* WRITTEN INSTRUCTION
Rewrite the material below, putting "saluting officer" in place of "officer saluting" and leaving everything else unchanged.

* SUPPLIED DATA
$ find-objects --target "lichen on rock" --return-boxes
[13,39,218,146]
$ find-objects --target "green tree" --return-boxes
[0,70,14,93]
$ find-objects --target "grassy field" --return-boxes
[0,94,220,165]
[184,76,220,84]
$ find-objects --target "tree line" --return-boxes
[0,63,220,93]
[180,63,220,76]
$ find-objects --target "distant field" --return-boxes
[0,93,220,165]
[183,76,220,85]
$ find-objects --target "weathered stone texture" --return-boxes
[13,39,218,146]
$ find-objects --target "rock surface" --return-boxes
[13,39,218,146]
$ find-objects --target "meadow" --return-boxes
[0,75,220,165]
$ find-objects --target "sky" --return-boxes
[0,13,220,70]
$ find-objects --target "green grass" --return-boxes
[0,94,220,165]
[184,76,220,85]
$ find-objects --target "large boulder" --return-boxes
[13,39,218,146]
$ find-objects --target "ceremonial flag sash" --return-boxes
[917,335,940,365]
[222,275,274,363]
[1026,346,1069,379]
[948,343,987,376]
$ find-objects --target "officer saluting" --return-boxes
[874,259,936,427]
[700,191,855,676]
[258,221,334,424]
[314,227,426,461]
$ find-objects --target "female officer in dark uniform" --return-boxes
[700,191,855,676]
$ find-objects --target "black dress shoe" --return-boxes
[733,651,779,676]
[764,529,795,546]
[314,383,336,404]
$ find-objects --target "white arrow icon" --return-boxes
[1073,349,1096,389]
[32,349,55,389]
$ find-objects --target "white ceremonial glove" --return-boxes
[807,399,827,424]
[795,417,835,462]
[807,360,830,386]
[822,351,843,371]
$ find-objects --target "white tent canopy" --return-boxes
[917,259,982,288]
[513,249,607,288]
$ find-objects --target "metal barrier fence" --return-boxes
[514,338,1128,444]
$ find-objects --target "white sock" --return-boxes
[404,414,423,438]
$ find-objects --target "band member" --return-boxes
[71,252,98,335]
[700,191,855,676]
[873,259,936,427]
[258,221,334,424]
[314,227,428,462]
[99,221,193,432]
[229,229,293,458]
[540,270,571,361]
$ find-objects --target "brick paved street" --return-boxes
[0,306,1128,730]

* CORRECT RESULT
$ find-objects --target "lichen on rock" --return-boxes
[13,39,218,146]
$ find-objects --target "green tree" --return-boxes
[0,70,14,93]
$ find-objects --target "grassy field" --return-boxes
[0,94,220,165]
[184,76,220,84]
$ find-objects --target "tree line" --return-boxes
[0,63,220,93]
[180,63,220,76]
$ find-objects --target "distant field" --return-boxes
[0,93,220,165]
[183,76,220,85]
$ find-objects --target "weathered stone texture" --return-boxes
[13,39,218,146]
$ find-objects --target "rock surface" --return-boxes
[13,39,218,146]
$ find-objects --target "meadow" --return-boxes
[0,75,220,165]
$ find-objects --target "sky" --return-boxes
[0,13,220,70]
$ find-objects --target "green grass" --return-boxes
[0,94,220,165]
[184,76,220,85]
$ find-objects --target "large boulder" --return-boxes
[13,39,218,146]
$ find-objects --target "ceremonial flag sash" --return-boxes
[917,335,940,365]
[222,275,274,363]
[1026,346,1069,379]
[948,343,987,376]
$ find-objects --target "saluting officer" --return-boxes
[874,259,936,427]
[700,191,855,676]
[258,221,334,424]
[314,227,426,461]
$ find-objects --target "female officer in dark uniform" --return-boxes
[700,191,855,676]
$ find-objects --target "black dress shoe" --return-boxes
[733,651,779,676]
[764,529,795,546]
[314,383,336,404]
$ find-objects --target "white arrow icon" --return-boxes
[1073,349,1096,389]
[32,349,55,389]
$ find-objects --target "white ceremonial glove" --return-boxes
[807,399,827,424]
[795,417,835,462]
[807,360,830,386]
[822,351,843,371]
$ find-objects --target "white tent canopy" --return-boxes
[917,259,982,288]
[513,249,607,288]
$ find-objects --target "metal barrier fence" --return-boxes
[514,338,1128,444]
$ find-objects --target "white sock" --return-boxes
[404,414,423,438]
$ find-objects --target "band member" --return-boxes
[71,252,98,335]
[700,191,855,676]
[873,259,936,427]
[258,221,334,424]
[314,227,428,462]
[99,221,193,432]
[229,229,293,458]
[540,270,571,361]
$ find-objects --target "brick paved street" --return-boxes
[0,306,1128,730]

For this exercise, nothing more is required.